■ WHAT YOU HAVE TO DO
Please rewrite the passage of the text on grief from "It’s the rest" up to and including "with fresh interests.", substituting "sorrow" for "pain".

Why seeing a specialist is your best option
We rarely think about our own death, but it’s as much part of life as the grief of those we will leave behind. Surviving friends and relatives experience a shock, followed by a numbness which lasts days or weeks. After the numbness, it’s the pain which follows that can lead folk to seek professional help.
This distressing time is normal and healthy. Surprisingly perhaps, counselling is hardly ever needed. Furthermore, if you have bereavement counselling too soon after your loss, or when you don’t need it, there is research which suggests it may harm you. That’s why I believe that counsellors should assess bereaved clients face to face, and practice ethically in only accepting clients that really need support. Around half of all bereaved people cope well, because they intuitively know how to grieve. Most others, about a third, adjust well with a little guidance and support, perhaps helped by a few counselling sessions. People who grieve successfully spend some time each day mourning, perhaps tearfully, and the rest of the time distracting themselves by keeping busy. The proportions of mourning and distraction vary from person to person, and in healthy grief, the tearful periods diminish over time.
It’s the rest that require the compassion and expertise of a dedicated, specialist bereavement counsellor. Clients that either remain numb or get stuck with the pain. Avoidant grievers embrace activities which leave no time to grieve. They may use alcohol and other substances to help numb the pain. Prolonged or complicated grievers find it hard to distract themselves, entering a cycle of rumination which can lead to chronic anxiety and depression. Both groups need empathy and patience from their counsellor, who will use individualised therapeutic approaches. The counsellor encourages and supports an avoidant griever as he or she experiences the pain and faces the reality of the death. Prolonged grievers are facilitated by their counsellor in taking time out from their grief by engaging with fresh interests.

■ ENTRIES SHOWN

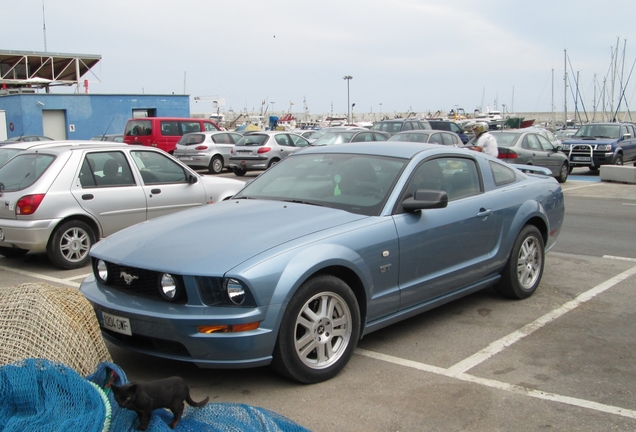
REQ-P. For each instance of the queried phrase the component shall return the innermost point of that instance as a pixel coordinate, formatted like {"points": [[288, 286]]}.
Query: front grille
{"points": [[132, 280]]}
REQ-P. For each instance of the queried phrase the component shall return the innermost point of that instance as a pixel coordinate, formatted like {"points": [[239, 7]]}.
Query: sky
{"points": [[402, 55]]}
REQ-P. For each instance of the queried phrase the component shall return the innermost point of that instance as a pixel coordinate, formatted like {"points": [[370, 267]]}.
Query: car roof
{"points": [[400, 149]]}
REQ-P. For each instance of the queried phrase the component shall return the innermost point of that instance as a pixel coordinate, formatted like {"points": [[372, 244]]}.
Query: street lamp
{"points": [[348, 78]]}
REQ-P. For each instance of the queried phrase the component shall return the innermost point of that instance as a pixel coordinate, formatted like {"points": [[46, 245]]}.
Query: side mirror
{"points": [[424, 199]]}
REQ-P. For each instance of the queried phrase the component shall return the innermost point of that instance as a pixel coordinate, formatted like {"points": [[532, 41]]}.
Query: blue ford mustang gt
{"points": [[328, 245]]}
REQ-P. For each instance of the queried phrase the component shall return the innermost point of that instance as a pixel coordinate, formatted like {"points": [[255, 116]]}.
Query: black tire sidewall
{"points": [[53, 248], [508, 285], [285, 360]]}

■ EXPECTED ANSWER
It’s the rest that require the compassion and expertise of a dedicated, specialist bereavement counsellor. Clients that either remain numb or get stuck with the sorrow. Avoidant grievers embrace activities which leave no time to grieve. They may use alcohol and other substances to help numb the sorrow. Prolonged or complicated grievers find it hard to distract themselves, entering a cycle of rumination which can lead to chronic anxiety and depression. Both groups need empathy and patience from their counsellor, who will use individualised therapeutic approaches. The counsellor encourages and supports an avoidant griever as he or she experiences the sorrow and faces the reality of the death. Prolonged grievers are facilitated by their counsellor in taking time out from their grief by engaging with fresh interests.